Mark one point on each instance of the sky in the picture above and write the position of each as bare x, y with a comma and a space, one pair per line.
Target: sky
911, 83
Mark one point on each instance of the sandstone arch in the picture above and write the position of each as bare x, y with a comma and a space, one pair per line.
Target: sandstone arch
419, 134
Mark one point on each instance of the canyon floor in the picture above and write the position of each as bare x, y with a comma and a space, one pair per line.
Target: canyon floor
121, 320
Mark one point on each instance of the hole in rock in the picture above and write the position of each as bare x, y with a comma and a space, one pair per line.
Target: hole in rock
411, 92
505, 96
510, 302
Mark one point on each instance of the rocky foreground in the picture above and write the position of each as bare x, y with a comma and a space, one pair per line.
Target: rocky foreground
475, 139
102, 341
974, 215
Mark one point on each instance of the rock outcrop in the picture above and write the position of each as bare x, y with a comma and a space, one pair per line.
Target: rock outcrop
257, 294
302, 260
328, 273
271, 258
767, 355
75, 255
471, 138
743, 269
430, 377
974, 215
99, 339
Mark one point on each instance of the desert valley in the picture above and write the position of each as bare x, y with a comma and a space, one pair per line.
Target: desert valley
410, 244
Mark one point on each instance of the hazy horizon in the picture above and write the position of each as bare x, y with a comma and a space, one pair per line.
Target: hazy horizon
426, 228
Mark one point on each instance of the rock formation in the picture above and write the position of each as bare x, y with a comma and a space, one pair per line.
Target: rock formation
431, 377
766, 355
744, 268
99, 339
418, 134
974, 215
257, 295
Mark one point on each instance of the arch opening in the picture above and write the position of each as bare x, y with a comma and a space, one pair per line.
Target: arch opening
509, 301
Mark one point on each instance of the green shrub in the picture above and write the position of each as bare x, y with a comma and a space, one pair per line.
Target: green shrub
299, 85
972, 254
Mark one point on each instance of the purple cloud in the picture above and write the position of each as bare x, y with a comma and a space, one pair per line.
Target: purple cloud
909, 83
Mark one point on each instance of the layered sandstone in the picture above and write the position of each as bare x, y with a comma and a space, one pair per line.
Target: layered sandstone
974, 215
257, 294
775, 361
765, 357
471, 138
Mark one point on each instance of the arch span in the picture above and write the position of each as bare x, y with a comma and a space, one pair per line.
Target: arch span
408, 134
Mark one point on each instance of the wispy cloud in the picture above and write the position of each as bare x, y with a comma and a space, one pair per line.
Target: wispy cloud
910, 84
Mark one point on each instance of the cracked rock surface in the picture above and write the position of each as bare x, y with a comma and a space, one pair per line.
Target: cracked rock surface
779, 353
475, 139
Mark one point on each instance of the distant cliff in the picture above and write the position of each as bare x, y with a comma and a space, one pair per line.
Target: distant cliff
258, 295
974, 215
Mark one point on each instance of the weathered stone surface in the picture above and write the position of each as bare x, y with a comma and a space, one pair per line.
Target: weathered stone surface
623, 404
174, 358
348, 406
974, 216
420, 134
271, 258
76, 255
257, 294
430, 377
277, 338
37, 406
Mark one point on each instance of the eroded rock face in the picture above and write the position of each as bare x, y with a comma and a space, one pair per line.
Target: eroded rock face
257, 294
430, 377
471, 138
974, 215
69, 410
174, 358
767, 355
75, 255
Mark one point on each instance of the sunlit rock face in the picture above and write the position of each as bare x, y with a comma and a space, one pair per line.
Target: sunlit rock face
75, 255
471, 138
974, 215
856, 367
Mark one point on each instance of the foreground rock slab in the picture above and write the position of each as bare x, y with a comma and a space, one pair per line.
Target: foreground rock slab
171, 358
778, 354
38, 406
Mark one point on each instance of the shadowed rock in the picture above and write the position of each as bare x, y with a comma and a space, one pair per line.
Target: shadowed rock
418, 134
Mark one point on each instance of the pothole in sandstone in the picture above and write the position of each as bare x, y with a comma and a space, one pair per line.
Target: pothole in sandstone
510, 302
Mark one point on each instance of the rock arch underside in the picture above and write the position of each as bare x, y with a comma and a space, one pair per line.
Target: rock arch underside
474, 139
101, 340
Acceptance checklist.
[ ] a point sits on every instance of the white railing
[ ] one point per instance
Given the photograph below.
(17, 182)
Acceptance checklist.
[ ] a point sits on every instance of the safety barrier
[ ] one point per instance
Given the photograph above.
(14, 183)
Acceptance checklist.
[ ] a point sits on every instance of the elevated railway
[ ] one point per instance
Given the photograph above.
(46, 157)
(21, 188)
○ ○ ○
◆ **Goal of the exercise**
Print only what lies in the material above starting at the line with "Mark one point on each instance of the purple" and ending at the line with "Mark one point on each instance of the layered", every line exactly as given.

◆ **Response to the task**
Mark one point on each instance of the purple cloud in the picture above and write the position of each as bare x, y with a comma and a space, one pair per line.
Target: purple cloud
909, 83
Mark one point on each instance of the layered sandstone in the picture above and write the position of each as bare x, y with a comma and a space, one pair per line.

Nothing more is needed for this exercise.